→ Extrait du texte
((

Question 2 : En acceptant de signer un deuxième contrat M. Lobo renonçait-il aux droits conférés par le premier?

[28]        La réponse est non tant en vertu des règles de protection prévues à la LPC que celles du Code civil. Le deuxième contrat a été obtenu par de fausses représentations de Premium, tel qu’amplement décrit à la première section du présent jugement. M. Lobo est en droit d’en demander la nullité ou la réduction des obligations.

))

→ Exercice court 1
Extrayez des entrées toutes les lignes où apparaît le mot « white ».
Le texte et les entrées constituent deux contenus indépendants l'un de l'autre.

→ Extraits de données
((

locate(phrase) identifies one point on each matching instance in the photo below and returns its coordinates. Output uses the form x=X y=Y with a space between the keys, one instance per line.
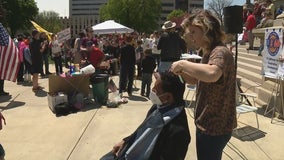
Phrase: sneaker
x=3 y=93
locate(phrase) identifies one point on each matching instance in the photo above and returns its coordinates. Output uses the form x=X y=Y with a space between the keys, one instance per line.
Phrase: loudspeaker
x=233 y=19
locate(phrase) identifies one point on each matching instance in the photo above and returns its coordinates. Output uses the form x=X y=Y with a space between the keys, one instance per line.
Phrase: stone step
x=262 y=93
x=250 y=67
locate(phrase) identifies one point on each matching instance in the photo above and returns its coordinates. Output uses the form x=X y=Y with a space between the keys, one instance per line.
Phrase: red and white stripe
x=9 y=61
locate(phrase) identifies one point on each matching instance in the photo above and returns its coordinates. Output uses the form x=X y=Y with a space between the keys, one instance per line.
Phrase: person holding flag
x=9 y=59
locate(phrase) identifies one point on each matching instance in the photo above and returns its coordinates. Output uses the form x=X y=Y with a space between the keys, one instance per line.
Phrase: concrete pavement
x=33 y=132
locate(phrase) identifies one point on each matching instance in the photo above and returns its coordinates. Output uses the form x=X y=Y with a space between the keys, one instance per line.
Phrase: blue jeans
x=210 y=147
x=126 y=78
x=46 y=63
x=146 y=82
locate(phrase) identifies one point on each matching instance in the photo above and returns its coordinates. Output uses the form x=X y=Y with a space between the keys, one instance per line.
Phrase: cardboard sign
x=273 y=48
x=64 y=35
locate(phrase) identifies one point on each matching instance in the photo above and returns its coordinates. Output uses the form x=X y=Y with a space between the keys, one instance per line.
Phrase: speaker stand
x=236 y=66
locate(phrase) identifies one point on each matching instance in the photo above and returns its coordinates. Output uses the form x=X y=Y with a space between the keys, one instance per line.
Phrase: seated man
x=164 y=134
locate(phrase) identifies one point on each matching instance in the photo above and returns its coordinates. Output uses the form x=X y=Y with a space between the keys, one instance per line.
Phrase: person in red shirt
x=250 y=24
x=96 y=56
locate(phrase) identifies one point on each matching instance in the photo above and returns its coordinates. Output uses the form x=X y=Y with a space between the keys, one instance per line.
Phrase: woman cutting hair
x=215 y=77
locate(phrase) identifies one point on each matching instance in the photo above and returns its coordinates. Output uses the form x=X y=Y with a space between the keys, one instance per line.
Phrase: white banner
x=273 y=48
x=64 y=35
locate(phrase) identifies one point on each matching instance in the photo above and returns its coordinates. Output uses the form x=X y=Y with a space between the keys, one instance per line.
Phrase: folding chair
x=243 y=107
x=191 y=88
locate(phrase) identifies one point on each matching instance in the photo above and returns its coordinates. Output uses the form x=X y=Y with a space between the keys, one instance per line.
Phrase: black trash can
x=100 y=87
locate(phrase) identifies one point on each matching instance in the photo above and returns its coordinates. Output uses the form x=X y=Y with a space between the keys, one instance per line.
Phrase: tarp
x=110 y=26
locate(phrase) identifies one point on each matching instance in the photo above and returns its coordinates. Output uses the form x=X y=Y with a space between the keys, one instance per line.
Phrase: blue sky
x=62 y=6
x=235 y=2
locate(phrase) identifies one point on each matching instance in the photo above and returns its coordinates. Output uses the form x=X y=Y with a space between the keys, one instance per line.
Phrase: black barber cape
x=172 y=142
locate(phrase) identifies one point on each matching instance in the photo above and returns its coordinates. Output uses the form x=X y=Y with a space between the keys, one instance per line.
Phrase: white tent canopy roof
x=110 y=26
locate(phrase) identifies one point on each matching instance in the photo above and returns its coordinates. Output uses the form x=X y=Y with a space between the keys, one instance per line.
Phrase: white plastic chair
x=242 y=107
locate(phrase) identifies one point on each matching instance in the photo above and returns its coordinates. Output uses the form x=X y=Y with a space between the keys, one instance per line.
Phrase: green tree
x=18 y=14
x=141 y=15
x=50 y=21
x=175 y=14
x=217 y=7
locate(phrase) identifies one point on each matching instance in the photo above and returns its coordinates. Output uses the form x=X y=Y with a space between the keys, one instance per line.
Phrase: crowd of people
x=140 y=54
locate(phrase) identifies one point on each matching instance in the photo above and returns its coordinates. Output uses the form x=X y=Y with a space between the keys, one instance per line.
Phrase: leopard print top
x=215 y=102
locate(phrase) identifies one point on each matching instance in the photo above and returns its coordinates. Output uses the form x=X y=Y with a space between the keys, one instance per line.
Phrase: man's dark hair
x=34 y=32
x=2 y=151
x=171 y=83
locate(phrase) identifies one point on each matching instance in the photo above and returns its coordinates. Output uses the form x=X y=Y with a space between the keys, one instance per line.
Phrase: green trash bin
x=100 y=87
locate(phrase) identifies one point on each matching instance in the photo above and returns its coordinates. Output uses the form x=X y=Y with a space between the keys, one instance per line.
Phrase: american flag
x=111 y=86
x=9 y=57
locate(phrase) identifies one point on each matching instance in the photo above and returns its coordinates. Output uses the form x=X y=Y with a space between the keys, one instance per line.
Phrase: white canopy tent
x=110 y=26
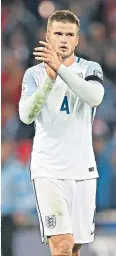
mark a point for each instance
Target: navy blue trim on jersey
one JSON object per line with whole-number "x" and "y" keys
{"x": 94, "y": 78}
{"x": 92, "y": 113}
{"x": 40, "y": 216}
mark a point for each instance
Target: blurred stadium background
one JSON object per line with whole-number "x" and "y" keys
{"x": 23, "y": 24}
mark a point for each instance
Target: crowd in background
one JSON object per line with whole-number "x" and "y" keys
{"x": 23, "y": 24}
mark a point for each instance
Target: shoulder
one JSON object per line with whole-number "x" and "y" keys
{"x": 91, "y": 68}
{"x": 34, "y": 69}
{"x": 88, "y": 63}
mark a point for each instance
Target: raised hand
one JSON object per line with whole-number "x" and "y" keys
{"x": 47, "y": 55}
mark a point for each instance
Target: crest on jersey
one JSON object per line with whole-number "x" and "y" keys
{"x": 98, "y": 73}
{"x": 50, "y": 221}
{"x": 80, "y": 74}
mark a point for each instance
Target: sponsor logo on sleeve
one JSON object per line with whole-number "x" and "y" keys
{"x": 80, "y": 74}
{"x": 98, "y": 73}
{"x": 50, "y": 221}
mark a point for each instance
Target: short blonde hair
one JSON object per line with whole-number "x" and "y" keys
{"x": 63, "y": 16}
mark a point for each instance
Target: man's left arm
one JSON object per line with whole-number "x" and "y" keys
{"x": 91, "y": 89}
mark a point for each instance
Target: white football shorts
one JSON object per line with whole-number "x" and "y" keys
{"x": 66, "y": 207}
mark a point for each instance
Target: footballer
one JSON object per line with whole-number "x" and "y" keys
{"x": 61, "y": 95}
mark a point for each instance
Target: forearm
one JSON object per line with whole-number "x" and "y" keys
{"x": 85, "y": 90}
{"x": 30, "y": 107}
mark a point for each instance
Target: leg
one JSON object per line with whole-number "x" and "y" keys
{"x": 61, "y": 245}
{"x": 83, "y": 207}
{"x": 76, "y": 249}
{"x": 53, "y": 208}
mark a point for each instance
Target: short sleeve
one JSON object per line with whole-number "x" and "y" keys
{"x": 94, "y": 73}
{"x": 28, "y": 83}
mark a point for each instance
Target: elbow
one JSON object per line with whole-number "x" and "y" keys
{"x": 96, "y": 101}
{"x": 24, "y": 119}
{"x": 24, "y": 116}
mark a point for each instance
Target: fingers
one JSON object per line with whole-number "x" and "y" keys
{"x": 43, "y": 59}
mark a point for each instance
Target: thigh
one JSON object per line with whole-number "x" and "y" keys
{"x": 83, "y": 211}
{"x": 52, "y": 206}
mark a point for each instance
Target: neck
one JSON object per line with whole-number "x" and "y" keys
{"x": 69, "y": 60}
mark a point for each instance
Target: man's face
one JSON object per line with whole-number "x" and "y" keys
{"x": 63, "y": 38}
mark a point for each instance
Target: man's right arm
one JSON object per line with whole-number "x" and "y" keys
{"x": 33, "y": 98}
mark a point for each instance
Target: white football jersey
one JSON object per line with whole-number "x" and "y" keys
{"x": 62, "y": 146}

))

→ Exercice court 2
Poursuivez l'extrait de jugement sur le deuxième contrat signé par M. Lobo, en reprenant juste après sa dernière phrase.

→ Résultat final 1
Phrase: red and white stripe
Phrase: white banner
Phrase: white tent canopy roof
Phrase: white plastic chair
Phrase: white canopy tent
Target: white football shorts
Target: white football jersey

→ Résultat final 2
[29]        En vertu du Code civil, l’annulation ou la diminution d’une obligation peut être aussi accordée, puisque M. Lobo a démontré qu’il a signé ce deuxième contrat que par crainte de perdre le véhicule tant convoité, crainte inspirée par les menaces de Premiun.[3] La crainte inspirée par l’exercice abusif d’un droit tel qu’aux présentes donne ouverture à M. Lobo à une demande de réduction de ses obligations.[4]

[30]        La signature du deuxième contrat ne peut donc être retenue comme un acquiescement aux nouvelles conditions exigées par Premium. M. Lobo a donc établi son droit à une réduction de ses obligations de l’ordre de 2 797,36 $, soit la différence entre le prix payé au deuxième contrat et le prix prévu au premier.

POUR CES MOTIFS, LE TRIBUNAL :

ACCUEILLE en partie la demande;

CONDAMNE la partie défenderesse à payer à la partie demanderesse la somme de  2 797,36 $, avec intérêts au taux légal, et l'indemnité additionnelle prévue à l'article 1619 du Code civil du Québec, et ce, depuis l’envoi de la lettre de mise en demeure du 20 avril 2019, ainsi que les frais de justice de 103 $.

 

 

__________________________________

JULIE MESSIER, J.C.Q.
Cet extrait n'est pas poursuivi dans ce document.